**Aim of the exercise:**
Write out again only the lines between the one with "In this exercise you will tag the bull's head" and the end of the records below, both ends counted, and don't include the pictures.
——
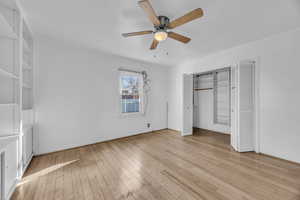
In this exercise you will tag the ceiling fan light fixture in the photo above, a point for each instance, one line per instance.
(160, 35)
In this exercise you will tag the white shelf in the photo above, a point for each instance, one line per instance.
(26, 85)
(5, 29)
(7, 74)
(26, 46)
(7, 104)
(26, 67)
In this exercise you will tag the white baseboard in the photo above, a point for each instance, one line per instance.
(12, 189)
(186, 134)
(26, 165)
(246, 149)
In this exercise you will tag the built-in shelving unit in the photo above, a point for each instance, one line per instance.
(16, 93)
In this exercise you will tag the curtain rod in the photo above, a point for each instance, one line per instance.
(129, 70)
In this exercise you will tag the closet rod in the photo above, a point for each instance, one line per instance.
(129, 70)
(199, 89)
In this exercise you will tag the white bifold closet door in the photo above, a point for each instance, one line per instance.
(222, 97)
(242, 107)
(187, 101)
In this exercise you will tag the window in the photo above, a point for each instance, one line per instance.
(131, 92)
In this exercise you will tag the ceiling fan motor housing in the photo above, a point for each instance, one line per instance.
(164, 22)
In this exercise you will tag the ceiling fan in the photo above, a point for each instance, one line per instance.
(162, 24)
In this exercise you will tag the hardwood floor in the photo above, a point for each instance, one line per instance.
(160, 166)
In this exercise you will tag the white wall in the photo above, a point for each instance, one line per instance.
(77, 96)
(279, 70)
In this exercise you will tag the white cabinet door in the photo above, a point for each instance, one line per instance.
(11, 167)
(187, 112)
(233, 116)
(27, 145)
(246, 106)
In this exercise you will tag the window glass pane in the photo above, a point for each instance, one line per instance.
(130, 97)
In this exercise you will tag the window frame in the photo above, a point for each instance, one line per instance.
(140, 89)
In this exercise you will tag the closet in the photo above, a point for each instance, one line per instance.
(16, 95)
(211, 107)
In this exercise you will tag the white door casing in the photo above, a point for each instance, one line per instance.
(243, 106)
(187, 101)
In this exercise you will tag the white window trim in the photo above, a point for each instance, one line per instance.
(141, 94)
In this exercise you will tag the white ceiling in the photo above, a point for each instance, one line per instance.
(99, 24)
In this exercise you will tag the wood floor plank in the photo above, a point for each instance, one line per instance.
(160, 165)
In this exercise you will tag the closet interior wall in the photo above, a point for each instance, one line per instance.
(211, 101)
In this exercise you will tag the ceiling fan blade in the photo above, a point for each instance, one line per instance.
(179, 37)
(197, 13)
(145, 4)
(154, 44)
(136, 33)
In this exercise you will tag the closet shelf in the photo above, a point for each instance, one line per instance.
(26, 46)
(26, 85)
(199, 89)
(6, 29)
(26, 67)
(9, 135)
(8, 104)
(8, 74)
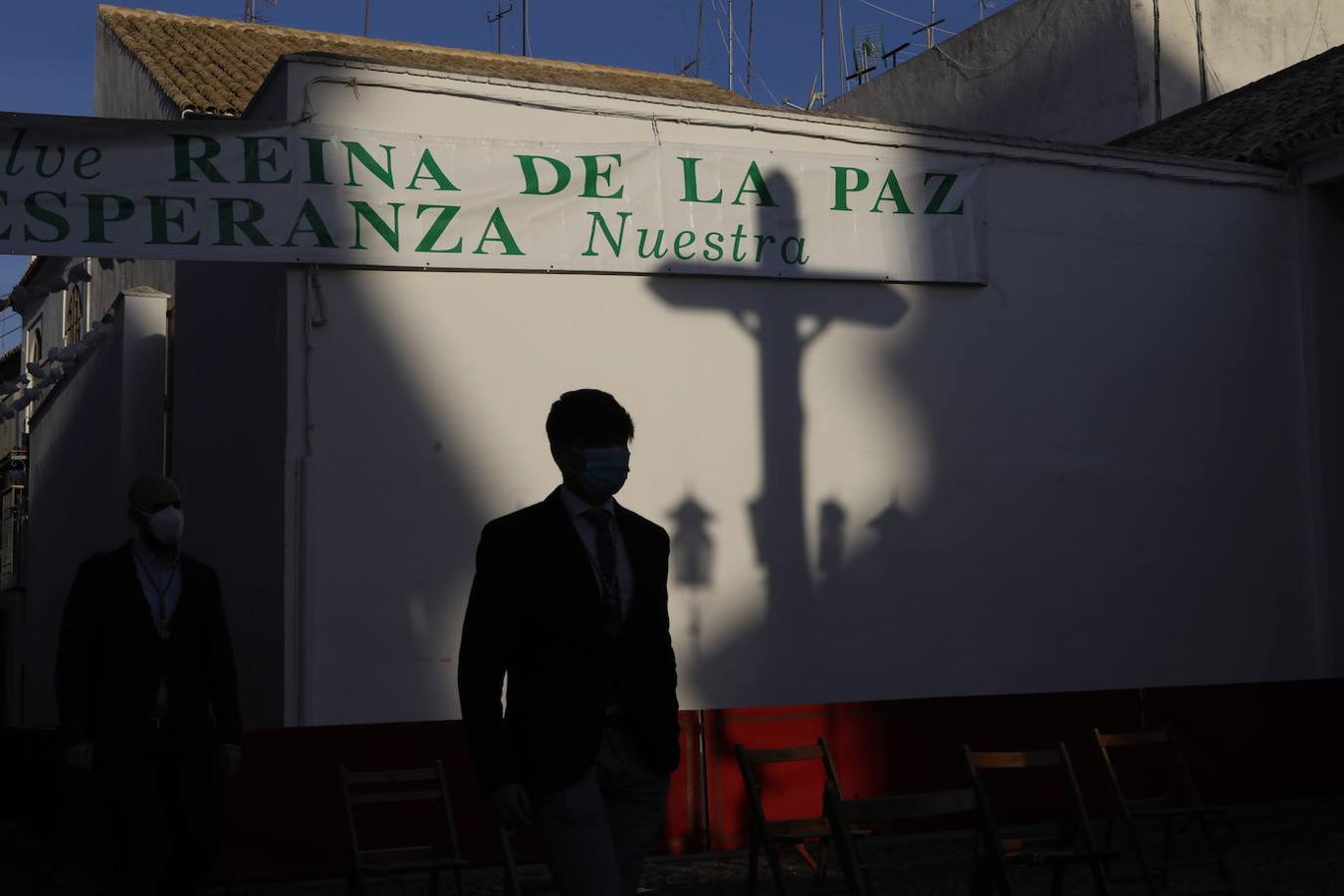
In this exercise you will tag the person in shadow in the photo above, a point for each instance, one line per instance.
(570, 602)
(148, 699)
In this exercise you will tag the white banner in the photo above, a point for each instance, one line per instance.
(252, 191)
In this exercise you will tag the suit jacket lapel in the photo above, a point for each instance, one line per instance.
(638, 568)
(127, 585)
(570, 549)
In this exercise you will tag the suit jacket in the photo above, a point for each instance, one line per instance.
(535, 612)
(111, 658)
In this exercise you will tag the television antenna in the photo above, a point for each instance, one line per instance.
(868, 51)
(498, 19)
(933, 23)
(250, 10)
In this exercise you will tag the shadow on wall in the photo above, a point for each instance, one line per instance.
(784, 318)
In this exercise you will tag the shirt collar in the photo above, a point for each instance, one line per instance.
(576, 507)
(146, 557)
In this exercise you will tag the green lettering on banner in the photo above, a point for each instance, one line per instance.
(316, 226)
(844, 187)
(19, 133)
(798, 257)
(229, 222)
(99, 218)
(88, 156)
(57, 222)
(890, 192)
(436, 230)
(533, 180)
(316, 161)
(504, 237)
(253, 160)
(941, 195)
(713, 245)
(657, 251)
(614, 242)
(737, 243)
(355, 152)
(158, 220)
(391, 234)
(591, 175)
(691, 189)
(183, 158)
(436, 173)
(759, 187)
(678, 245)
(42, 157)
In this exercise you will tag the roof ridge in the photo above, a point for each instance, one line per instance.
(1232, 96)
(107, 11)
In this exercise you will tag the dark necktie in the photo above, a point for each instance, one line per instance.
(601, 522)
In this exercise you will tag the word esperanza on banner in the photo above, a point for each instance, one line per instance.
(257, 191)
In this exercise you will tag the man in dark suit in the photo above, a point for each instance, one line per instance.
(148, 699)
(570, 602)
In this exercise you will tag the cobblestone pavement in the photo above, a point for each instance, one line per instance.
(1292, 849)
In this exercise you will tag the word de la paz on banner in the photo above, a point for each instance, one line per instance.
(175, 218)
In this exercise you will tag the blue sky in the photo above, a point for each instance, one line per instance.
(47, 60)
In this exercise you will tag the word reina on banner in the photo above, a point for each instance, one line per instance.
(239, 191)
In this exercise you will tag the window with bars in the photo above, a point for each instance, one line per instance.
(74, 315)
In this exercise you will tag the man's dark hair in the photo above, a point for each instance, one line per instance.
(588, 416)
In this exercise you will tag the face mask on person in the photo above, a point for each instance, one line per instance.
(167, 526)
(603, 470)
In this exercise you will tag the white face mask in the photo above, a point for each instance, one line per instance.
(165, 526)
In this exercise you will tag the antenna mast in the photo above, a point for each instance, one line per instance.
(822, 42)
(750, 43)
(844, 65)
(250, 10)
(699, 29)
(496, 19)
(730, 45)
(933, 23)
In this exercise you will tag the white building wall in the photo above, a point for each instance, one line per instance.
(1090, 70)
(1087, 474)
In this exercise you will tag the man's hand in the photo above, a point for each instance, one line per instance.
(81, 757)
(510, 806)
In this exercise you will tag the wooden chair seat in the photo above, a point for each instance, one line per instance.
(1180, 800)
(438, 852)
(797, 829)
(1071, 845)
(845, 815)
(407, 858)
(785, 831)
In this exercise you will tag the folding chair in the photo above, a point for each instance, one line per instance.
(988, 869)
(1072, 842)
(1182, 800)
(380, 787)
(789, 831)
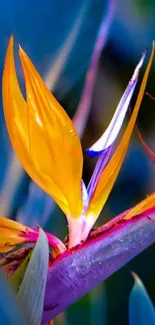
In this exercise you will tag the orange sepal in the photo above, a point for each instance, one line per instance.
(42, 135)
(11, 234)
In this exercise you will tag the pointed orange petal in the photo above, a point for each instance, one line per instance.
(146, 204)
(110, 173)
(11, 234)
(51, 151)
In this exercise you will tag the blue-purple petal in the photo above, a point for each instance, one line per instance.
(111, 133)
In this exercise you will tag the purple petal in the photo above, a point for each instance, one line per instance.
(76, 272)
(81, 115)
(84, 195)
(101, 163)
(111, 133)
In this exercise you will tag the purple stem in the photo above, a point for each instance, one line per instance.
(76, 272)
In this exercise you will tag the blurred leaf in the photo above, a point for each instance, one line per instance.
(141, 309)
(9, 313)
(32, 290)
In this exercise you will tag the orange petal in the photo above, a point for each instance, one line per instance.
(145, 205)
(42, 135)
(11, 234)
(110, 173)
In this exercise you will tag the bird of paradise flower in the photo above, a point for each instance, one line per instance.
(49, 149)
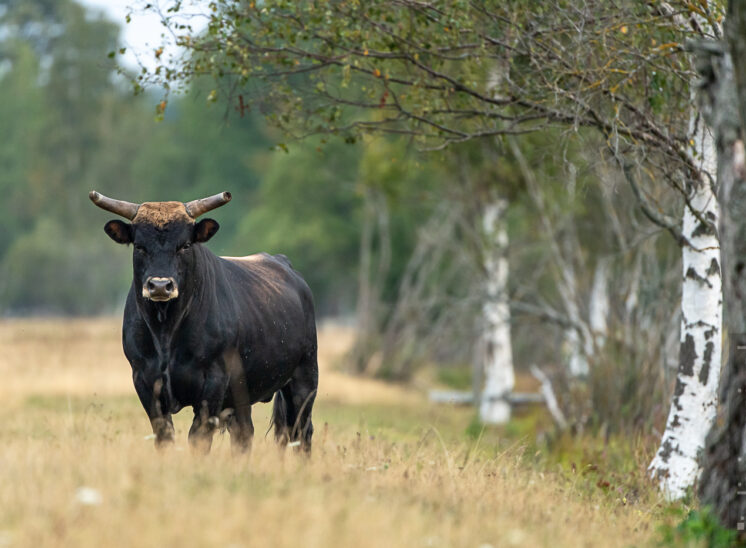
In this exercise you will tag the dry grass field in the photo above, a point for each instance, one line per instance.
(388, 469)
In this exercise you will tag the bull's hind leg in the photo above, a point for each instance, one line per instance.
(296, 400)
(241, 429)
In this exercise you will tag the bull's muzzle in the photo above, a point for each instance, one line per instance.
(160, 289)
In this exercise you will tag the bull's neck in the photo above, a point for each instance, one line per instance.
(165, 319)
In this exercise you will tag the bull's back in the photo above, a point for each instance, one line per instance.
(275, 296)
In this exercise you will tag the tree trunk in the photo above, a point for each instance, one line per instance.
(497, 353)
(676, 465)
(598, 307)
(724, 463)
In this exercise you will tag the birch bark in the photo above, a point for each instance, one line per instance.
(676, 465)
(497, 351)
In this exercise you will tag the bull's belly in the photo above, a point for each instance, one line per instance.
(257, 382)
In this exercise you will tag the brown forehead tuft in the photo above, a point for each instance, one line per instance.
(159, 214)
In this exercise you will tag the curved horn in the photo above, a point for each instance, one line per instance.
(195, 208)
(127, 210)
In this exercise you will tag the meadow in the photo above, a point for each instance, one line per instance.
(78, 467)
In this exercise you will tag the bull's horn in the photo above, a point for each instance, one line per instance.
(127, 210)
(195, 208)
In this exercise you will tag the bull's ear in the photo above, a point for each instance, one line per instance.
(205, 229)
(119, 231)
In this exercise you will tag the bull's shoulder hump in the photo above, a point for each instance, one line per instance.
(259, 258)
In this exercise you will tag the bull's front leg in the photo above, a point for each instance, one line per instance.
(153, 390)
(207, 413)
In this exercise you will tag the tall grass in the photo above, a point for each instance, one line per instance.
(387, 469)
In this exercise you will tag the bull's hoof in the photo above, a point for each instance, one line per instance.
(164, 442)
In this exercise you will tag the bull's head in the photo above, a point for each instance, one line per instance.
(162, 234)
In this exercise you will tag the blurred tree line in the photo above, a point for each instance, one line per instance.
(70, 124)
(378, 230)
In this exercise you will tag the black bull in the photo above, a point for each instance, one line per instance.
(217, 334)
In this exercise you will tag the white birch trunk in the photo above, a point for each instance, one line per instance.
(676, 466)
(598, 307)
(497, 351)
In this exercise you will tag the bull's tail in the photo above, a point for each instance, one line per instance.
(280, 418)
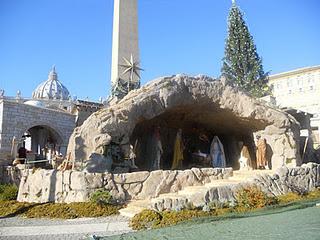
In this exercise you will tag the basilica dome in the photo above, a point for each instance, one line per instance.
(34, 103)
(51, 89)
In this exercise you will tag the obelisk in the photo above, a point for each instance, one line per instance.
(125, 48)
——
**Written answer:**
In this exercise you will tag the bull's head in the photo above, a point for each instance, one line per instance.
(162, 234)
In this exercise you will tag the blurred tree line in the photo above, a point for each instance, one line per instance.
(70, 124)
(378, 230)
In this exercise you will tag the black bull in the photo above, a point for each instance, one line per instance.
(217, 334)
In this exercise you will tag the white birch trunk in the photo above, a point for each instance, one line per instance.
(676, 466)
(598, 307)
(497, 351)
In this exercise you will tag the bull's tail in the photo above, a point for each instance, one line per instance.
(280, 418)
In this exercise you will tag the basilica dome in the photo above, a point for each instance, one line per instance.
(34, 103)
(51, 89)
In this exercise you will tag the obelisk in the photo above, a point for each instance, one line per instance.
(125, 48)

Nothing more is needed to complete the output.